> Supplied text:
──────────────────────────────
The compiler may produce legality assertions only for certain
conditions specifically indicated in the Euclid Report. They always take the
form of Boolean expressions, and are usually quite simple (e.g., i < 10,
i = j, p not= C.nil). Note that legality is a more fundamental
property than correctness, since (a) it is defined as consistency with the
language specification, rather than consistency with a particular program
specification (a program could be consistent with one
specification, and inconsistent with another), and (b) a program that is
illegal has no defined meaning, and hence cannot be said to be consistent with any specification. Also
note that a particular program is not sometimes legal and
sometimes illegal (e.g., depending on whether i = j on
some run): the verifier must show that the legality assertions
are valid (always true).
Later sections of this paper discuss some of the
non-obvious
legality conditions of Euclid.
Names And Scopes
In "Algol-like"
languages the rules connecting names (identifiers)
──────────────────────────────
> Entries:

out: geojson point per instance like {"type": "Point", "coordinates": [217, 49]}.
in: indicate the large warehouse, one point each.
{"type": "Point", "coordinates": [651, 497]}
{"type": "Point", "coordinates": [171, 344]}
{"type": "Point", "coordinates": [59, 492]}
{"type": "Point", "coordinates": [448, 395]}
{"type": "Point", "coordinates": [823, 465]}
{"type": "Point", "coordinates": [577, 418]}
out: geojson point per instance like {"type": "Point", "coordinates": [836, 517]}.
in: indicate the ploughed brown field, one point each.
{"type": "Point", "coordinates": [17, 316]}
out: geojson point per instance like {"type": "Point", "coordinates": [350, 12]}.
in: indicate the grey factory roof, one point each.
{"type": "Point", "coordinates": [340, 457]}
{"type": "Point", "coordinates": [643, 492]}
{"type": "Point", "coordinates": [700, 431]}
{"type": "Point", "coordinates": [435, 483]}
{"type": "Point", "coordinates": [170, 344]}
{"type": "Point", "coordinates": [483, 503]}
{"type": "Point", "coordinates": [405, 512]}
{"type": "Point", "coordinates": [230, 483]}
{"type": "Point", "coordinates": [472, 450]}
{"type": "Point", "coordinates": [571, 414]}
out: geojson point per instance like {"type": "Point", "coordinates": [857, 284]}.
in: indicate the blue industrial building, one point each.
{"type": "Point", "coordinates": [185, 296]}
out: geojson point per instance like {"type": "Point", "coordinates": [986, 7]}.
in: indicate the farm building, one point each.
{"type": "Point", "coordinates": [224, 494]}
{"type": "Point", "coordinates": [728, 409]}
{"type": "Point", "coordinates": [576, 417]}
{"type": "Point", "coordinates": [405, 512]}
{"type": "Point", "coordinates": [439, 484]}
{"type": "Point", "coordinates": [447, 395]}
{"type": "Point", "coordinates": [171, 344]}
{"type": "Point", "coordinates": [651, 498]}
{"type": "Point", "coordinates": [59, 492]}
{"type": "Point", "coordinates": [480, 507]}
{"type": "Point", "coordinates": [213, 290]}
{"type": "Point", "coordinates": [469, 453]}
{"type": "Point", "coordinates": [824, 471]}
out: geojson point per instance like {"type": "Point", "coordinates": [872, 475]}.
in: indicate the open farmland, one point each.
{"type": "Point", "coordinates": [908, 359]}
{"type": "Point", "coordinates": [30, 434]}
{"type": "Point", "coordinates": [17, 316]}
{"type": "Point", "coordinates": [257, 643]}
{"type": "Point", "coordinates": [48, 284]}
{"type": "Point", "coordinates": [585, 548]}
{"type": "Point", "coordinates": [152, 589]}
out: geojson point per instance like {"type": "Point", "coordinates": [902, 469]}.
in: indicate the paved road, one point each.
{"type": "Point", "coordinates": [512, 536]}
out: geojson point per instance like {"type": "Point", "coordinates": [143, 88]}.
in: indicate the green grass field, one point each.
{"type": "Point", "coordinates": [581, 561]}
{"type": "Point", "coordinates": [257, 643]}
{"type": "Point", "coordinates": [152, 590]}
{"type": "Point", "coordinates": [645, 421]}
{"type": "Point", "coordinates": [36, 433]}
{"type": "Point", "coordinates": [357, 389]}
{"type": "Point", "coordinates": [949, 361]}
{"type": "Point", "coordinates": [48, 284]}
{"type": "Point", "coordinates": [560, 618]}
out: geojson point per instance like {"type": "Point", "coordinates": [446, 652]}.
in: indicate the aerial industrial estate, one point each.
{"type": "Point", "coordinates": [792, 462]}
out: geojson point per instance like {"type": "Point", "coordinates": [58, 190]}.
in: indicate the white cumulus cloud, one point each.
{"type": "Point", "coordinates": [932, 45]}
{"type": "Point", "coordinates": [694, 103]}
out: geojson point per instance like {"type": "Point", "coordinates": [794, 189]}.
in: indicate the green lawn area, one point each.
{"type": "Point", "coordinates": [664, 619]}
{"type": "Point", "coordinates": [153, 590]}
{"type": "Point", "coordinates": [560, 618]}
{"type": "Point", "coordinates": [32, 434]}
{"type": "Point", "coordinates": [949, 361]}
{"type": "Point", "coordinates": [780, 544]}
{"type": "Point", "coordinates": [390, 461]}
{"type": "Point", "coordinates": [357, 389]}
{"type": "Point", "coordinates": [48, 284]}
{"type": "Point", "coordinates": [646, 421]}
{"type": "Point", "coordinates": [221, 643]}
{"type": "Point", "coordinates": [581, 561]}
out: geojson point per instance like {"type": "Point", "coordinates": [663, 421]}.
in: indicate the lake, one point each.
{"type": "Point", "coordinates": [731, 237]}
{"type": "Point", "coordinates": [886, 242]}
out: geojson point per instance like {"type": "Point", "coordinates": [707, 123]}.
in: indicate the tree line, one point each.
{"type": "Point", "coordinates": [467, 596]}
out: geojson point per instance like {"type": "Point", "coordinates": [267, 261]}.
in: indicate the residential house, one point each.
──────────────────────────────
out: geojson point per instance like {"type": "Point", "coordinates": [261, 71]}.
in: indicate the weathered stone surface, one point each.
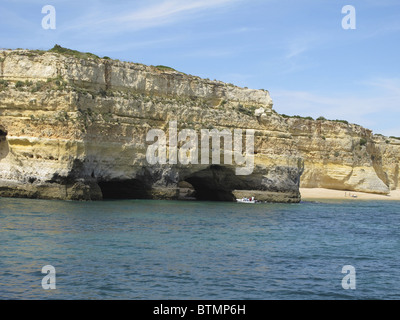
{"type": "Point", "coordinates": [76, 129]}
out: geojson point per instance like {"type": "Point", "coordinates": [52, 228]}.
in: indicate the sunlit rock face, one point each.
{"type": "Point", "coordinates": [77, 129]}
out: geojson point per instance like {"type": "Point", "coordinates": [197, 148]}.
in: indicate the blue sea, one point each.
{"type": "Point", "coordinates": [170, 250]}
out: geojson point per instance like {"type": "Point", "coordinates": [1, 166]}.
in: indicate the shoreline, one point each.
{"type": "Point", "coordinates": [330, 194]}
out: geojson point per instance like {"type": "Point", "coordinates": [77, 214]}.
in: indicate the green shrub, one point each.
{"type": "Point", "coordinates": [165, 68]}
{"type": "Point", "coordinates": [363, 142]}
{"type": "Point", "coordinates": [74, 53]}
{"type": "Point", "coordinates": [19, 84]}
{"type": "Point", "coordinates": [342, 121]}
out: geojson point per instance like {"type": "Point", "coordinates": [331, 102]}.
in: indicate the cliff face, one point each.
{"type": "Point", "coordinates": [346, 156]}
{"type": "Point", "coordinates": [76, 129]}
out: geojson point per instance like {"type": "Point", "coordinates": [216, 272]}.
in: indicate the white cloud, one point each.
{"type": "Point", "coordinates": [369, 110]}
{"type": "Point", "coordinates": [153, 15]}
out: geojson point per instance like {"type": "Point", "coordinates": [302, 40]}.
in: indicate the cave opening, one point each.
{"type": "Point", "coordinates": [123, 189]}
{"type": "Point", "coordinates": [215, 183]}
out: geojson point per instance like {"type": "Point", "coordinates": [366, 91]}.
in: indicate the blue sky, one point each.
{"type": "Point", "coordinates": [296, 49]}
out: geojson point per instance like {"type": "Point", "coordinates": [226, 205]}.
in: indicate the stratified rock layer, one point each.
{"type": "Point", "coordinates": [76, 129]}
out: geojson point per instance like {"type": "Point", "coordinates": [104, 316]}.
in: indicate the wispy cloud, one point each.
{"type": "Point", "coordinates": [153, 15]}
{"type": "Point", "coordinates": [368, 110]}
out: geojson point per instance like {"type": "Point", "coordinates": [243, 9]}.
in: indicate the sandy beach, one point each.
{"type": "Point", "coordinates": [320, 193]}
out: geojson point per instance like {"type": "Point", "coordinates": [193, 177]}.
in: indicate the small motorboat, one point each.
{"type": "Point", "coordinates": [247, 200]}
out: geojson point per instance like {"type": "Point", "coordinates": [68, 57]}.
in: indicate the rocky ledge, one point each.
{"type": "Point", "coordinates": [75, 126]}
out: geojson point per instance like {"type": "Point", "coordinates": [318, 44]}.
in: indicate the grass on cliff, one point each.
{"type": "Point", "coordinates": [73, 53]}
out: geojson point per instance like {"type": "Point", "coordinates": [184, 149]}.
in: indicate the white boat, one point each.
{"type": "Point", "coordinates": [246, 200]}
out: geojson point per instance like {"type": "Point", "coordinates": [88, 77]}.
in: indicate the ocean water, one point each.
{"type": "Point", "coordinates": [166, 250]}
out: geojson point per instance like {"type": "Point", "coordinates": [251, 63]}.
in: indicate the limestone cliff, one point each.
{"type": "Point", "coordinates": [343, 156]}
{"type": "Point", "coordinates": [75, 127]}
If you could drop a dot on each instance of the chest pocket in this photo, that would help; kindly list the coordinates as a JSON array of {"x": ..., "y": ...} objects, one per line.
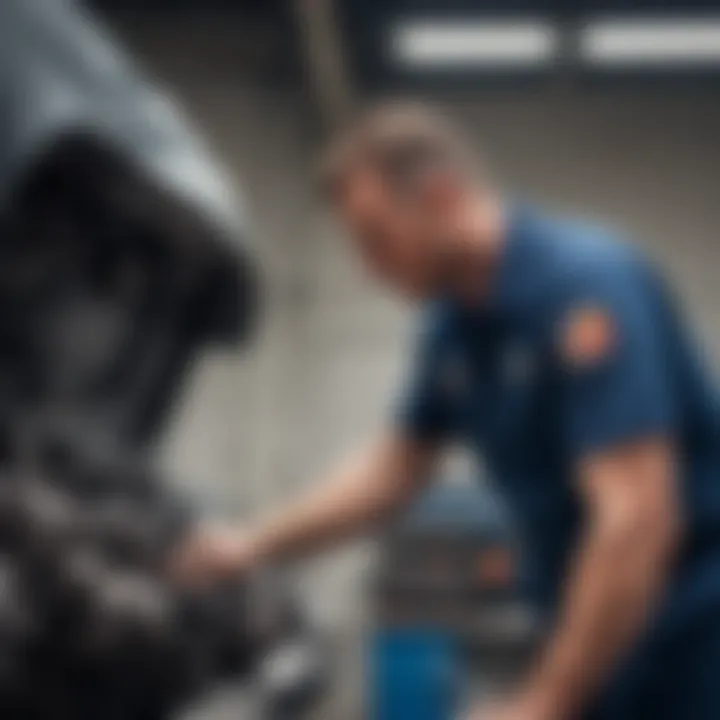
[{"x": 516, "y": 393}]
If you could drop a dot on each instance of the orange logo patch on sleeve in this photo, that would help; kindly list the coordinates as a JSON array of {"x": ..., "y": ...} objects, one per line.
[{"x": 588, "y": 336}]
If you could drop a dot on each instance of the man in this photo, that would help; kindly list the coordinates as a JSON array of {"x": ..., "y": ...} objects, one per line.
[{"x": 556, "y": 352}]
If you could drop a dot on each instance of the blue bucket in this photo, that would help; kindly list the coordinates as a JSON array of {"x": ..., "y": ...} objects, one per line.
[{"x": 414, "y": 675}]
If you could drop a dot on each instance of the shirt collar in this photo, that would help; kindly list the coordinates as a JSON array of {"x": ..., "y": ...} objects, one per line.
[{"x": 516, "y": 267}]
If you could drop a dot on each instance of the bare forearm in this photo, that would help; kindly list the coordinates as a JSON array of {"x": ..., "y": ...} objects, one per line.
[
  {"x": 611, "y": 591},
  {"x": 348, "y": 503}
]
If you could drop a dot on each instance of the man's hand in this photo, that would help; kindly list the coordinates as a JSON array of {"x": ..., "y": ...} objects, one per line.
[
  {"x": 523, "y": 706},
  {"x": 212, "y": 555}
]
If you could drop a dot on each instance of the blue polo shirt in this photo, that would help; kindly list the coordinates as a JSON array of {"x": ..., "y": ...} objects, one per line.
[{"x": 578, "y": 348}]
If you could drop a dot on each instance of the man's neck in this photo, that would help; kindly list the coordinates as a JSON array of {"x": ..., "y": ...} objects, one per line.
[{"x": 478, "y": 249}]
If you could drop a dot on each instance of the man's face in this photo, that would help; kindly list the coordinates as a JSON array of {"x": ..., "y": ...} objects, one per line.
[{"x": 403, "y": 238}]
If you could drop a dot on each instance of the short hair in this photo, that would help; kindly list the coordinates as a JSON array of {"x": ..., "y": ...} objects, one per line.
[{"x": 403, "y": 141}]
──────────────────────────────
> Written request: In the text on Euclid legality assertions, what form do those assertions always take?

> Finished answer: Boolean expressions